◆ Exercise task: Please copy out the rows below word for word, with each line in its original order.

--- START ---

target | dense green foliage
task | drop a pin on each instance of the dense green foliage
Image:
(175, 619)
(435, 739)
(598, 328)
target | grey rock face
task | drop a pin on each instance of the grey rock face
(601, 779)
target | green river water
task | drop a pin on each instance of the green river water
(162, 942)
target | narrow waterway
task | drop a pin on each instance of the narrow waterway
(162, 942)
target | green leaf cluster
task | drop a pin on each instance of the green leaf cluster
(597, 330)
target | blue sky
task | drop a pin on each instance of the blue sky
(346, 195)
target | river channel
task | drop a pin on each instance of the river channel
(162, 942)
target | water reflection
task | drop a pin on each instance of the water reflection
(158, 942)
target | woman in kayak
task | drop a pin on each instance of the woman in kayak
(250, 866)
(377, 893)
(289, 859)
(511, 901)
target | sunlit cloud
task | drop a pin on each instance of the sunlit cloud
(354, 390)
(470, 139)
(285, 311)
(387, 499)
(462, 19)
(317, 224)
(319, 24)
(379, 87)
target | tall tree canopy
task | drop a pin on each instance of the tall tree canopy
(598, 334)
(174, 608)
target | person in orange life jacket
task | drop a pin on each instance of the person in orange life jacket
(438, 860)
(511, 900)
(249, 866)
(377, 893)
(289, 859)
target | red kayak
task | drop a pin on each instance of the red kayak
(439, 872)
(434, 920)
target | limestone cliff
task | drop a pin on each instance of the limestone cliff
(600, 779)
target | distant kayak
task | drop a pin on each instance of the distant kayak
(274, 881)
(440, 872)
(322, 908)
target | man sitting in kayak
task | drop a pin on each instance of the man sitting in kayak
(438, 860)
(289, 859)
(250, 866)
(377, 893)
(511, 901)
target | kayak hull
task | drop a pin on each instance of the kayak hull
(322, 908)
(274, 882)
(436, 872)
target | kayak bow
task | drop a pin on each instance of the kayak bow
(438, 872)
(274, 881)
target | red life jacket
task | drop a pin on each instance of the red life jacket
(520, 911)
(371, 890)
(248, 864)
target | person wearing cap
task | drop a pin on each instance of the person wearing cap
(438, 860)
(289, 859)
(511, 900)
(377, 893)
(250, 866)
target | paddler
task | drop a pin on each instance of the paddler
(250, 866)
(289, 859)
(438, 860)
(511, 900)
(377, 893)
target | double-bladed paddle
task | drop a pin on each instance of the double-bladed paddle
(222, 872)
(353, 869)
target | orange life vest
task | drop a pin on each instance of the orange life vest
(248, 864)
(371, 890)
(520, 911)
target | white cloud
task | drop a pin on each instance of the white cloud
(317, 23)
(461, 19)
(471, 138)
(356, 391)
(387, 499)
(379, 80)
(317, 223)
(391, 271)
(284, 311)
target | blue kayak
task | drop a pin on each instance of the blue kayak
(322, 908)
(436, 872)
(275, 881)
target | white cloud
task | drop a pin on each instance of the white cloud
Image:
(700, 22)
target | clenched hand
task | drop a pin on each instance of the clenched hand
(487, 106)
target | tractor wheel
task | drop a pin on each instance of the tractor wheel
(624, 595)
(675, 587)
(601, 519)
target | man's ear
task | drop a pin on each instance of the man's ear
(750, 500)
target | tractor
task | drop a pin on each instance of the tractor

--- END ---

◆ Correct response:
target | dense green foliage
task | drop a pin on each instance of the dense green foliage
Image:
(175, 619)
(435, 739)
(598, 328)
target | grey rock face
task | drop a pin on each instance of the grey rock face
(601, 779)
target | green river water
task | drop a pin on each instance of the green river water
(162, 942)
target | narrow waterway
task | drop a pin on each instance of the narrow waterway
(162, 942)
target | green leaf cluster
task | drop a pin on each instance of the green leaf cluster
(597, 330)
target | blue sky
task | drop a pin on each instance of the blue sky
(346, 195)
target | river channel
task | drop a pin on each instance of the river channel
(162, 942)
target | water reflection
task | drop a pin on each instance of the water reflection
(158, 942)
target | woman in kayak
task | drop a pin on each instance of the woman in kayak
(250, 866)
(377, 893)
(289, 859)
(511, 901)
target | sunlit cloud
task | drop a pin on each instance of the sunlit cloud
(354, 390)
(470, 139)
(285, 311)
(387, 499)
(462, 19)
(317, 224)
(319, 24)
(379, 87)
target | tall tree canopy
task | drop a pin on each instance of the tall tree canopy
(598, 334)
(174, 608)
target | person in orange life jacket
task | drop a pin on each instance of the person in orange life jacket
(438, 860)
(511, 900)
(249, 866)
(377, 893)
(289, 859)
target | red kayak
task | drop a pin on each instance of the red kayak
(439, 872)
(434, 920)
target | limestone cliff
task | drop a pin on each instance of the limestone cliff
(600, 779)
target | distant kayak
task | drop a pin on each instance of the distant kayak
(274, 881)
(440, 872)
(322, 908)
target | man sitting in kayak
task | drop a pin on each instance of the man sitting in kayak
(438, 860)
(289, 859)
(250, 866)
(377, 893)
(511, 901)
target | kayak hull
task | drop a pin on each instance of the kayak hull
(322, 908)
(274, 882)
(436, 872)
target | kayak bow
task | drop a pin on each instance of the kayak bow
(438, 872)
(274, 881)
target | red life jacket
task | drop a pin on each instance of the red life jacket
(520, 911)
(371, 890)
(248, 864)
target | person wearing cap
task | drop a pin on each instance of the person wearing cap
(438, 860)
(289, 859)
(511, 900)
(377, 893)
(250, 866)
target | paddler
task | drop a pin on each instance of the paddler
(250, 866)
(289, 859)
(438, 860)
(511, 900)
(377, 893)
target | double-bladed paddle
task | drop a pin on each instance of the double-bladed paddle
(222, 872)
(353, 869)
target | orange life vest
task | drop a pin on each instance of the orange life vest
(248, 864)
(371, 890)
(520, 911)
target | white cloud
task | drop a pin on each instance of the white cloud
(317, 23)
(461, 19)
(471, 138)
(356, 391)
(387, 499)
(379, 80)
(317, 223)
(391, 271)
(284, 311)
target | blue kayak
task | drop a pin on each instance of the blue kayak
(322, 908)
(436, 872)
(275, 881)
target | white cloud
task | drop a pin on each instance of the white cloud
Image:
(700, 22)
target | clenched hand
task | drop a pin on each instance of the clenched hand
(487, 106)
target | tractor wheel
task | drop a pin on each instance of the tractor wheel
(624, 595)
(675, 587)
(601, 519)
target | man's ear
task | drop a pin on each instance of the man's ear
(750, 500)
target | tractor
task | drop a pin on each instance of the tractor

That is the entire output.